- Estratto scelto -
"""
Cultura

Fra’ Ciavolino, il frate strangolatore detenuto nel carcere di Turi

Predicatore e affascinante amante, recluso nel 1929 con Gramsci e Pertini

di Stefano De Carolis

Fra’ Cristofaro Salvatore, al secolo Salvatore Decimo Ciavolino, nasce a San Giovanni a Teduccio (NA) il 24 agosto 1883. “Il frate strangolatore”, come verrà definito per via del suo atroce delitto, suscitò morbosamente la fantasia popolare, di mezzo mondo.

Tutti i giornali dell’epoca, ivi compresi quelli internazionali, raccontarono i fatti criminosi, le condotte, le scorribande e le numerose avventure amorose del frate gigolò.

Suo padre Antonio, dipendente comunale di Napoli di modesta condizione economica, il 15 maggio 1899, affidò il giovane Salvatore al priore di un convento di Barra (NA) per farlo studiare e dar inizio ad un periodo di noviziato.

Dopo qualche tempo, senza alcuna vocazione, fra’ Ciavolino vestì il saio francescano. Giovane dotato di fervido ingegno, compì brillantemente gli studi teologici e divenne, ancor giovanissimo, un predicatore affascinante. Dal pulpito, incatenava i fedeli, conquistando specialmente le donne di ogni età e condizione sociale. Del resto, Ciavolino, oltre ad essere un abile oratore, era dotato di bel aspetto e di un fascino irresistibile.

Le avventure amorose

Nel corso della sua vita, il frate insidiò numerose fanciulle. Scriveva il loro nome su un suo registro, dove annotava le conquiste amorose. Il frate si era ben inserito in tutta la società partenopea, frequentando sia la “Napoli bene” che i bordelli, le bische e persino loschi individui della camorra.

Dalle sue amanti si faceva chiamare con il nome di Mario e, di frequente, viveva fuori dal convento, alloggiando in una garçonniere a San Giovanni a Teduccio, in Corso Vittorio Emanuele 11, dove riceveva le sue numerose amanti.
Spesso e volentieri indossava abiti borghesi, eleganti e raffinati, e andava a trovare una sua prostituta preferita, tale Mimì D’Ambrosio, che risiedeva a Napoli, in via Chiatamone.

L’oratoria

Intanto, durante il suoi pellegrinanti trasferimenti nei conventi delle regioni di Umbria, Toscana, Lazio e Campania, celebrava messa. E tra le sue numerose e discutibili prediche, fatte dal pulpito di Santa Romana Chiesa, ‘predicava volentieri’ giocando con alcuni argomenti:

La donna: «è stata creata dal buon Dio appunto per essere la compagna affettuosa dell’uomo, son cose che potete ascoltare senza arrossire. Anche voi, fanciulle, sarete amate da qualcuno desideroso di avere una buona e brava e onesta compagna che gli abbelli l’esistenza… E voi, uomini, amate la donna come la confortatrice dei vostri dolori, la fonte pietosa che con lacrime e carezze attutisce in voi le ire del mondo…».
"""
- Insieme di dati -
"""
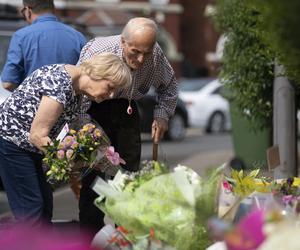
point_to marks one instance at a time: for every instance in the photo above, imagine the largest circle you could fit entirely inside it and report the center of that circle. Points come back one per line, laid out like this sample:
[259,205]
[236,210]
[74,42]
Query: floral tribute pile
[88,148]
[266,213]
[173,205]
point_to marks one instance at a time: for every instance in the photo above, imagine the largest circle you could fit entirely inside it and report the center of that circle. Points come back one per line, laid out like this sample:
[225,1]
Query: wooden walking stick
[154,151]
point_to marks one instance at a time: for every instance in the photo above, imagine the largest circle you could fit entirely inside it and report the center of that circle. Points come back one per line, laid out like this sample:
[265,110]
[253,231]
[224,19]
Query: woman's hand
[46,116]
[159,127]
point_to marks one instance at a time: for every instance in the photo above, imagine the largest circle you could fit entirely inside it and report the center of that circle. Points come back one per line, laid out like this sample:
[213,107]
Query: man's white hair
[138,24]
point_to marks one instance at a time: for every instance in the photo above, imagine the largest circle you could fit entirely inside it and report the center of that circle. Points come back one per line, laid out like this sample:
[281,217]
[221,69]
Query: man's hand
[159,127]
[9,86]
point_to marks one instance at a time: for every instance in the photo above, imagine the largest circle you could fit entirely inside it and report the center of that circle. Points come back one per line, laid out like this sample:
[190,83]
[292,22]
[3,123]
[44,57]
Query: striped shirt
"""
- Consegne -
(a) Riscrivi come elenco puntato il paragrafo dell'estratto che comincia con "Dopo qualche tempo, senza alcuna vocazione", mantenendone i fatti principali.
(b) Secondo l'estratto, in quale via di Napoli abitava Mimì D'Ambrosio?
(c) Indica se ciascuna affermazione concorda con l'estratto, rispondendo sì o no e citando le parole che lo stabiliscono: (i) il padre di Salvatore lavorava per il Comune di Napoli; (ii) con le amanti il frate si faceva chiamare Antonio; (iii) Ciavolino nacque a Barra.

- Soluzioni -
(a)
- Dopo qualche tempo, pur senza vocazione, fra' Ciavolino vestì il saio francescano.
- Di fervido ingegno, completò brillantemente gli studi teologici e divenne giovanissimo un predicatore affascinante.
- Dal pulpito incatenava i fedeli, conquistando soprattutto le donne di ogni età e condizione sociale.
- Oltre a essere un abile oratore, aveva un bell'aspetto e un fascino irresistibile.

(b) In via Chiatamone.

(c)
(i) Sì: "Suo padre Antonio, dipendente comunale di Napoli di modesta condizione economica"
(ii) No: "Dalle sue amanti si faceva chiamare con il nome di Mario"
(iii) No: "nasce a San Giovanni a Teduccio (NA) il 24 agosto 1883"